EXERCISE DESCRIPTION:
Print the entries exactly; skip the pictures.

____ INPUT MATERIAL

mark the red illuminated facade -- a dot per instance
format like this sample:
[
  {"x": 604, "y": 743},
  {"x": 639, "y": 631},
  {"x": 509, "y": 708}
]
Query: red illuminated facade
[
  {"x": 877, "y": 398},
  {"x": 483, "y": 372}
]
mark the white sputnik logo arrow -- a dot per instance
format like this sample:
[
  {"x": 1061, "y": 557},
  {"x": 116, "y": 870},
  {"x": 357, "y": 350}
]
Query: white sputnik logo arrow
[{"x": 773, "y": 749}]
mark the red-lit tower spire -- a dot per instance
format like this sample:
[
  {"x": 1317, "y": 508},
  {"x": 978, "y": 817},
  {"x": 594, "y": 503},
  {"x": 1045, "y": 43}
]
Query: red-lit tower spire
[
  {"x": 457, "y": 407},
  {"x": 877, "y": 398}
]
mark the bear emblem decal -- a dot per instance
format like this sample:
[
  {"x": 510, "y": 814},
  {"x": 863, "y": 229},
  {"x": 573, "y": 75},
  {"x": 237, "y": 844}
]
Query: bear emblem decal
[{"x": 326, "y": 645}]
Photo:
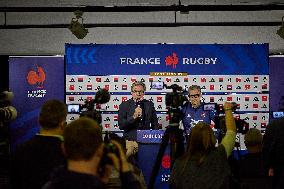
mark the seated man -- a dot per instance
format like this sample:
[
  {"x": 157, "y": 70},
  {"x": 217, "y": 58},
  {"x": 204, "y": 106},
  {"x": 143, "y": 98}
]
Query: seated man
[
  {"x": 136, "y": 113},
  {"x": 194, "y": 112},
  {"x": 85, "y": 152}
]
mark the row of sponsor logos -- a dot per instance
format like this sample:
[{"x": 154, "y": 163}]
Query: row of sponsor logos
[
  {"x": 171, "y": 60},
  {"x": 176, "y": 78},
  {"x": 245, "y": 102}
]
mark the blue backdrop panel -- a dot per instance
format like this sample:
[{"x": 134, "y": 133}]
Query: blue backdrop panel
[
  {"x": 276, "y": 83},
  {"x": 246, "y": 59},
  {"x": 241, "y": 67},
  {"x": 33, "y": 81}
]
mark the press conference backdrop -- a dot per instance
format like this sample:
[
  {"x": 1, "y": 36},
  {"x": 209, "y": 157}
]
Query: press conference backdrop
[
  {"x": 226, "y": 72},
  {"x": 33, "y": 80}
]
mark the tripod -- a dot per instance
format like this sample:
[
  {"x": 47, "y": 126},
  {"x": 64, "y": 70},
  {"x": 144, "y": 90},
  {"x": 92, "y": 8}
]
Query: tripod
[{"x": 174, "y": 135}]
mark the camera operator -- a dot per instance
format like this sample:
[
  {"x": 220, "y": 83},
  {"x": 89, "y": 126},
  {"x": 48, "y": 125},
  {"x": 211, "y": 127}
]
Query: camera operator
[
  {"x": 84, "y": 149},
  {"x": 193, "y": 111},
  {"x": 136, "y": 113},
  {"x": 204, "y": 165}
]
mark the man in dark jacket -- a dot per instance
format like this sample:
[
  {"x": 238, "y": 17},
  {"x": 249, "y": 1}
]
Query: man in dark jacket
[
  {"x": 33, "y": 160},
  {"x": 89, "y": 165},
  {"x": 136, "y": 113}
]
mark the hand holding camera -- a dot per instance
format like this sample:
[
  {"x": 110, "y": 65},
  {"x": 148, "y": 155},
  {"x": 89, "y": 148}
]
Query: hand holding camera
[{"x": 113, "y": 155}]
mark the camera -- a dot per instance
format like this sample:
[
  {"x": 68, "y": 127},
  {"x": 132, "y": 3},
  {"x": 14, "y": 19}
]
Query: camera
[
  {"x": 219, "y": 120},
  {"x": 73, "y": 108},
  {"x": 174, "y": 101},
  {"x": 7, "y": 112},
  {"x": 108, "y": 148}
]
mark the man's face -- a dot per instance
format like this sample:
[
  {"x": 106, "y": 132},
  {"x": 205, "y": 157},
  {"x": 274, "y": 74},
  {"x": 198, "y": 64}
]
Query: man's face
[
  {"x": 137, "y": 92},
  {"x": 194, "y": 97}
]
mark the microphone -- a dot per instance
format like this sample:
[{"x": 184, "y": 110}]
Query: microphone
[{"x": 139, "y": 103}]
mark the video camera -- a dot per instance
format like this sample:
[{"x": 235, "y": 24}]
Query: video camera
[
  {"x": 174, "y": 100},
  {"x": 242, "y": 126},
  {"x": 7, "y": 112}
]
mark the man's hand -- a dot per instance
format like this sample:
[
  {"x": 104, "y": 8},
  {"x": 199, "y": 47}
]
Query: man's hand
[
  {"x": 137, "y": 112},
  {"x": 120, "y": 163}
]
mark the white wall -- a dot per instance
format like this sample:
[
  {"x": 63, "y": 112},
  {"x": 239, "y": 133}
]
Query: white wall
[{"x": 51, "y": 41}]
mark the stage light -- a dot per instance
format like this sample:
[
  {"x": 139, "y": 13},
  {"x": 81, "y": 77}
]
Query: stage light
[
  {"x": 280, "y": 32},
  {"x": 76, "y": 27}
]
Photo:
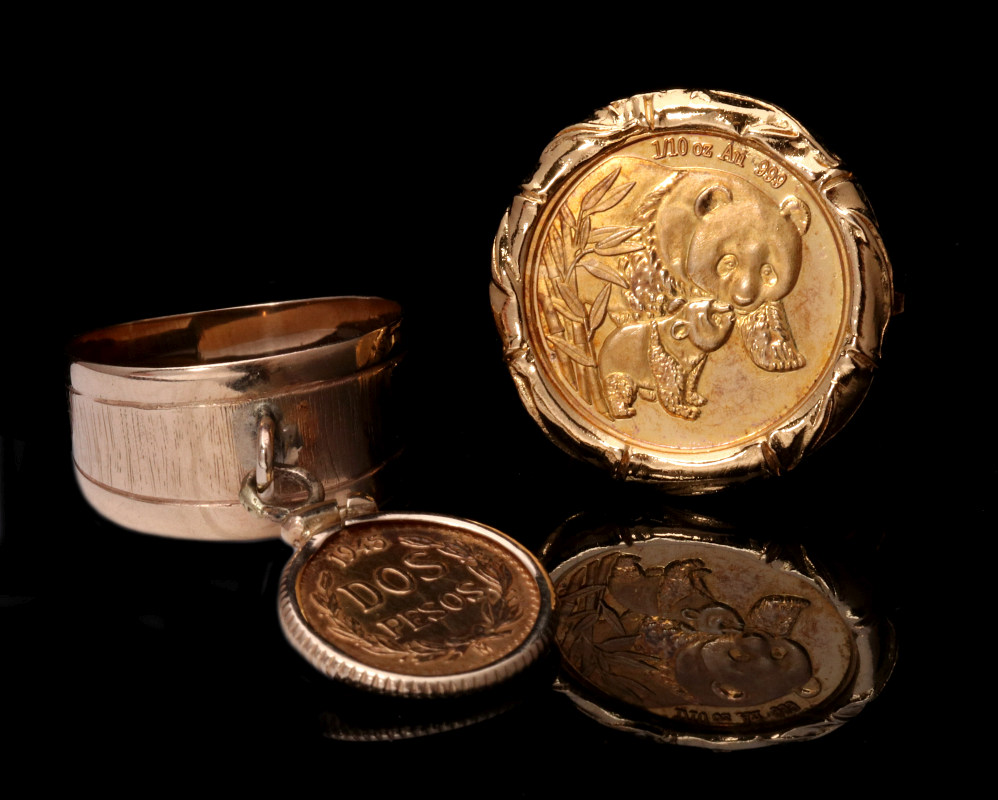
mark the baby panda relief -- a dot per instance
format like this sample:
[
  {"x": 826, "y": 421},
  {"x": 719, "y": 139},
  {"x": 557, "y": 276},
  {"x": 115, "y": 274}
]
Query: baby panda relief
[{"x": 706, "y": 253}]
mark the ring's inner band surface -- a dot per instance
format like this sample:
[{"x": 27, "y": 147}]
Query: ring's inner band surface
[{"x": 213, "y": 337}]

________

ANSWER FOR THE TASK:
mark the red illuminated facade -- a dot per instance
format like this sample:
[
  {"x": 604, "y": 743},
  {"x": 639, "y": 631},
  {"x": 509, "y": 708}
]
Query: red illuminated facade
[
  {"x": 877, "y": 398},
  {"x": 483, "y": 372}
]
mark the white sputnik logo arrow -- a dot per instance
format like this sample:
[
  {"x": 1061, "y": 557},
  {"x": 116, "y": 870},
  {"x": 357, "y": 350}
]
Query: white sputnik logo arrow
[{"x": 773, "y": 749}]
mark the red-lit tower spire -- a dot per instance
format like this sample:
[
  {"x": 1317, "y": 508},
  {"x": 978, "y": 817},
  {"x": 594, "y": 503},
  {"x": 1045, "y": 43}
]
Query: red-lit tower spire
[
  {"x": 457, "y": 407},
  {"x": 877, "y": 398}
]
mark the bear emblem decal -- a dot per instance
format like this sample:
[
  {"x": 510, "y": 814},
  {"x": 863, "y": 229},
  {"x": 573, "y": 75},
  {"x": 237, "y": 844}
]
Query: bear emblem decal
[{"x": 326, "y": 645}]
Photo:
mark the seated man -- a dot per instance
format like this sample:
[
  {"x": 157, "y": 70},
  {"x": 217, "y": 58},
  {"x": 204, "y": 106},
  {"x": 143, "y": 98}
]
Query: seated man
[
  {"x": 136, "y": 113},
  {"x": 194, "y": 112},
  {"x": 85, "y": 152}
]
mark the row of sponsor logos -- a dot per instance
format like this sample:
[{"x": 154, "y": 163}]
Query: row of sponsor logos
[
  {"x": 171, "y": 60},
  {"x": 176, "y": 78},
  {"x": 245, "y": 102}
]
mark the blue backdrop panel -- a dot per instance
format like this sample:
[{"x": 134, "y": 133}]
Query: blue backdrop panel
[
  {"x": 276, "y": 83},
  {"x": 246, "y": 59},
  {"x": 241, "y": 67},
  {"x": 33, "y": 81}
]
mark the press conference backdrop -- a dot per instance
format like this sample:
[
  {"x": 1, "y": 36},
  {"x": 209, "y": 157}
]
Query: press conference backdrop
[
  {"x": 226, "y": 72},
  {"x": 33, "y": 80}
]
mark the tripod -- a dot per instance
format like this sample:
[
  {"x": 47, "y": 126},
  {"x": 64, "y": 70},
  {"x": 144, "y": 90},
  {"x": 92, "y": 8}
]
Query: tripod
[{"x": 174, "y": 135}]
mark the camera operator -- a dot per instance
format like this sample:
[
  {"x": 220, "y": 83},
  {"x": 89, "y": 126},
  {"x": 48, "y": 125},
  {"x": 211, "y": 127}
]
Query: camera operator
[
  {"x": 84, "y": 149},
  {"x": 193, "y": 111},
  {"x": 136, "y": 113},
  {"x": 204, "y": 165}
]
mark the man in dark jacket -- a dot per instance
format like this sample:
[
  {"x": 238, "y": 17},
  {"x": 249, "y": 1}
]
Query: man in dark jacket
[
  {"x": 33, "y": 160},
  {"x": 89, "y": 165},
  {"x": 136, "y": 113}
]
mark the hand holding camera -- a dot per instance
format like this sample:
[
  {"x": 110, "y": 65},
  {"x": 148, "y": 155},
  {"x": 89, "y": 148}
]
Query: hand holding camera
[{"x": 113, "y": 155}]
mark the camera -- a dot per instance
format like this sample:
[
  {"x": 68, "y": 127},
  {"x": 132, "y": 3},
  {"x": 14, "y": 19}
]
Query: camera
[
  {"x": 219, "y": 120},
  {"x": 73, "y": 108},
  {"x": 174, "y": 101},
  {"x": 7, "y": 112},
  {"x": 108, "y": 148}
]
mark the man's face -- a dot per instance
format like this sample:
[
  {"x": 106, "y": 132},
  {"x": 205, "y": 157},
  {"x": 274, "y": 74},
  {"x": 198, "y": 64}
]
Query: man's face
[
  {"x": 137, "y": 92},
  {"x": 194, "y": 97}
]
mark the microphone -- a dot per instance
format like this sample:
[{"x": 184, "y": 110}]
Query: microphone
[{"x": 139, "y": 103}]
mark the video camera -- a dot per instance
format like this sample:
[{"x": 235, "y": 24}]
Query: video camera
[
  {"x": 174, "y": 100},
  {"x": 242, "y": 126},
  {"x": 7, "y": 112}
]
mark the man's hand -- a dot per instance
format like this sample:
[
  {"x": 104, "y": 8},
  {"x": 199, "y": 47}
]
Query: man's hand
[
  {"x": 137, "y": 112},
  {"x": 120, "y": 163}
]
mark the white wall -- a dot per instance
format like this sample:
[
  {"x": 63, "y": 112},
  {"x": 239, "y": 133}
]
Query: white wall
[{"x": 51, "y": 41}]
mark the stage light -- a dot per instance
format like this sample:
[
  {"x": 139, "y": 13},
  {"x": 81, "y": 77}
]
Query: stage light
[
  {"x": 280, "y": 32},
  {"x": 76, "y": 27}
]
Photo:
mark the baby panda relief -- a dot per instance
format like this sample:
[
  {"x": 826, "y": 421},
  {"x": 719, "y": 139},
  {"x": 557, "y": 276},
  {"x": 115, "y": 274}
]
Query: baby panda relief
[{"x": 706, "y": 253}]
mark the ring's inner band surface -- a dot per instance
format like this sample:
[{"x": 27, "y": 147}]
Query: ring's inner band surface
[{"x": 213, "y": 337}]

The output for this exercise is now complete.